_Objectif:_ Rédigez la suite du texte sur la femme africaine, en reprenant juste après sa dernière phrase.

_Article:_
Au regard de cette forte présence dans la famille et le village, on peut dire que rien ne se fait sans l’assentiment des femmes. En fait, ce sont elles qui décident de tout. Il faut avouer que ce sont elles aussi qui font tout. Elles tiennent en main l’économie de la famille et du village. C’est toute la source de leur autorité. Ce qui vaut pour le centre et le sud du Cameroun se retrouve dans d’autres contextes culturels en Afrique.
 
La femme africaine, atout pour la modernité
Les femmes participent au développement de leur pays en se lançant dans des activités génératrices de revenus. Elles rentrent là vraiment dans la modernité, soit en milieu rural, soit en milieu urbain où elles tiennent une place importante dans l’économie informelle.

_Données enregistrées:_
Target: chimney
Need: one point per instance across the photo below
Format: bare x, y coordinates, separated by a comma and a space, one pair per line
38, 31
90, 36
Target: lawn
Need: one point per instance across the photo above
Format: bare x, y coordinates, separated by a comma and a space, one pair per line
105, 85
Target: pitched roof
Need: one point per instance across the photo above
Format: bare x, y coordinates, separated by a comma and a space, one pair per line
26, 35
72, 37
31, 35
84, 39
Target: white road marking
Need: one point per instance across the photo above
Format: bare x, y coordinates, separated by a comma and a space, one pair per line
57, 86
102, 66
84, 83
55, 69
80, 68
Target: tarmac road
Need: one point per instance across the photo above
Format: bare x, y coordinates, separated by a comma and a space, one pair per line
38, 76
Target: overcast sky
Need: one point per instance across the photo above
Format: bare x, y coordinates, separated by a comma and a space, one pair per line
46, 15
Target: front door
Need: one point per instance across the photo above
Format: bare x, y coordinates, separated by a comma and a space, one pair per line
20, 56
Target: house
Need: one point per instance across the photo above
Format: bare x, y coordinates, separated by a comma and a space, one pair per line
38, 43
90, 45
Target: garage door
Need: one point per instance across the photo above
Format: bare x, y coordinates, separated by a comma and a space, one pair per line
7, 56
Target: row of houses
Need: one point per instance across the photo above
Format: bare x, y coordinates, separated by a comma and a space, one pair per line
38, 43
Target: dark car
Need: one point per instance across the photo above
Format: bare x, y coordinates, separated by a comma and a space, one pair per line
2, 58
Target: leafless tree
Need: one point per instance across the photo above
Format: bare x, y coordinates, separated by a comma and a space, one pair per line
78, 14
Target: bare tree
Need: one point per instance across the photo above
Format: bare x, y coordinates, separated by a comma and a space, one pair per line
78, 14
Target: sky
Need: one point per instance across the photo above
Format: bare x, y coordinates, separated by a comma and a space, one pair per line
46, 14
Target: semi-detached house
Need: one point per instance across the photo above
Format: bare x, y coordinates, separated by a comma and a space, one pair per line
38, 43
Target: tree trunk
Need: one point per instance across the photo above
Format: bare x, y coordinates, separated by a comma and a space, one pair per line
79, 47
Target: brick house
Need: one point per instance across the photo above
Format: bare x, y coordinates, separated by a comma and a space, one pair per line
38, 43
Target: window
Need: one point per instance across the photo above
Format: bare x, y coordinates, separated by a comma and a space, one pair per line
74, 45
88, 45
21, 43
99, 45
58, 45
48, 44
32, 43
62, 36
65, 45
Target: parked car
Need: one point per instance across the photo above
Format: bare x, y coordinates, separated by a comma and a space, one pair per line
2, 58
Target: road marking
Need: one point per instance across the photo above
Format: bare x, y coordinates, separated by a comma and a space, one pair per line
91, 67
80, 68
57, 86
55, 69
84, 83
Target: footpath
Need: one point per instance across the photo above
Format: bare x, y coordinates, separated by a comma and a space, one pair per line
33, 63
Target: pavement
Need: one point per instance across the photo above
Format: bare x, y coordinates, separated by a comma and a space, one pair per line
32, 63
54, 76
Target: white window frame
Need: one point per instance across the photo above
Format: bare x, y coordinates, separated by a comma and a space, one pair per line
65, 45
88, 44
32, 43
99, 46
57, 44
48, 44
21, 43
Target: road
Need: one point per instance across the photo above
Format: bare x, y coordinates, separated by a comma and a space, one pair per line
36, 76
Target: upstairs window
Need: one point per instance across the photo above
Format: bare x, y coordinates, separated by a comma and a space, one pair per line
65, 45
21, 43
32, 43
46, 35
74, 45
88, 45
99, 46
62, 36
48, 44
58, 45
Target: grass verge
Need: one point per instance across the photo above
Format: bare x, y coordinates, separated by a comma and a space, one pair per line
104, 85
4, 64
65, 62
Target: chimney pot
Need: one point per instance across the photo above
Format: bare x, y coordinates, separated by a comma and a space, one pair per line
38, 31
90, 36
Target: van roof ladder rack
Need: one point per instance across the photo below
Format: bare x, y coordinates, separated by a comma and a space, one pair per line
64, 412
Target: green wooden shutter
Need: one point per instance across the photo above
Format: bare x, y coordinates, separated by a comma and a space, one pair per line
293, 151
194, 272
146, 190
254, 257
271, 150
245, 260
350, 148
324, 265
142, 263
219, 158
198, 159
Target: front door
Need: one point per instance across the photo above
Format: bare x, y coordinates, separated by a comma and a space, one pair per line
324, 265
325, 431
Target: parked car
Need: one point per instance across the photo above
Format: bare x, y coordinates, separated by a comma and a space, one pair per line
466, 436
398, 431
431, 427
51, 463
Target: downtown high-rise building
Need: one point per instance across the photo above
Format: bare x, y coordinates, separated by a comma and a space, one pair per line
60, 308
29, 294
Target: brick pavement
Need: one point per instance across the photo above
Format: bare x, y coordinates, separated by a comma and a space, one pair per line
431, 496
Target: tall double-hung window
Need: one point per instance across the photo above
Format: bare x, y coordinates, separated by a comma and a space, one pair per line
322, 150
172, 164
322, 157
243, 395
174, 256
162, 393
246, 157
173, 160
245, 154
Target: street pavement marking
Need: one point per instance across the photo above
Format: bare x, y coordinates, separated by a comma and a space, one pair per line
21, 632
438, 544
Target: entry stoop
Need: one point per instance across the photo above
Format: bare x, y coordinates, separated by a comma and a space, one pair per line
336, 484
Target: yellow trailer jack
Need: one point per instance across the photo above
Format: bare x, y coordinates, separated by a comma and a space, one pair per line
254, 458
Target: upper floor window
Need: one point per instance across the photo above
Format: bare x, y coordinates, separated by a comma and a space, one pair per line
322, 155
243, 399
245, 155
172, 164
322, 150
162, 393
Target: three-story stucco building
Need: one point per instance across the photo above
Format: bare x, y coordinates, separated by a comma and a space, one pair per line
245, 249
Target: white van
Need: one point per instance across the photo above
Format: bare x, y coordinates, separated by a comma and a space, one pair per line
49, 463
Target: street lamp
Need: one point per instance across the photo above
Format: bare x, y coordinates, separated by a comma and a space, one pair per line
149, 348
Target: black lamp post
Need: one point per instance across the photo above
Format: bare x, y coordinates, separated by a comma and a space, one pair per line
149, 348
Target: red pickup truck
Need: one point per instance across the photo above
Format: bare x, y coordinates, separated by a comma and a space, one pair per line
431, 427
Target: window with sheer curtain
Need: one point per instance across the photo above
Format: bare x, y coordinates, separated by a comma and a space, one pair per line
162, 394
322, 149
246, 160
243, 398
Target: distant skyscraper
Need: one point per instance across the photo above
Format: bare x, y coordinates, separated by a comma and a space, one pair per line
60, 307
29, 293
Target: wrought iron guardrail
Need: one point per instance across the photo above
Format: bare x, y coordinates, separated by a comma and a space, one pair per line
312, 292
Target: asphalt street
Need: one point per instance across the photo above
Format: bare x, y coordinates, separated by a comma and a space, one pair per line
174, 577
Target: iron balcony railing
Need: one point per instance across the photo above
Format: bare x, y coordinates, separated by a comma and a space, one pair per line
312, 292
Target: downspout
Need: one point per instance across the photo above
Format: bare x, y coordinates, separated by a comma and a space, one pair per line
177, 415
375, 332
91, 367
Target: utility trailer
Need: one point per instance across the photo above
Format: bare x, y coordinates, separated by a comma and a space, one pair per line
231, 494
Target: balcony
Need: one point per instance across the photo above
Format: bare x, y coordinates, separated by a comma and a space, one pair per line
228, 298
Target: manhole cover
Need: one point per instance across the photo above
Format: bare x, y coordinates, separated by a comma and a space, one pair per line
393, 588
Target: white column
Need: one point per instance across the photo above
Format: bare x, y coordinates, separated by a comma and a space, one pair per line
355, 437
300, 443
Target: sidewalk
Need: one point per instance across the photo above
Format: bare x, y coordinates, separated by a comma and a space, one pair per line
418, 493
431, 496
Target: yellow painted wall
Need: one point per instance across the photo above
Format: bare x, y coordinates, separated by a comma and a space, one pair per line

_Exercice corrigé:_
Dans une ville comme Yaoundé, 70 % de la population active travaillent dans cette économie. Prenons
3 domaines dans lesquels les femmes s’investissent. Ainsi, nous pourrons saisir l’immense place qu’elles occupent dans leur marche vers la modernité.
Dans le commerce tout d’abord, on trouve les bayam-salem, les revendeuses. Elles achètent les produits en milieu rural et les revendent en ville à d’autres femmes dont le métier est d’écouler ces produits, chacune trouvant son profit dans cette chaîne de commerce. Au retour, elles font l’inverse : elles achètent des produits de la ville pour les revendre en milieu rural.
Dans le domaine de la restauration, ensuite, on trouve les tourne-dos (en Côte d’Ivoire, on les appelle les maquis), là où l’on peut manger et boire en bordure de route. C’est bien pratique quand on voyage. En ville même, il y a les vendeuses ambulantes qui proposent la nourriture aux passants et au personnel dans leurs propres bureaux administratifs. Tout carrefour urbain est transformé en un marché où on achète, on vend, on boit ou mange informellement. Il faut prendre conscience que ce commerce étonnant a permis à de nombreuses femmes de payer les frais de scolarité de leurs enfants jusqu’à des niveaux universitaires.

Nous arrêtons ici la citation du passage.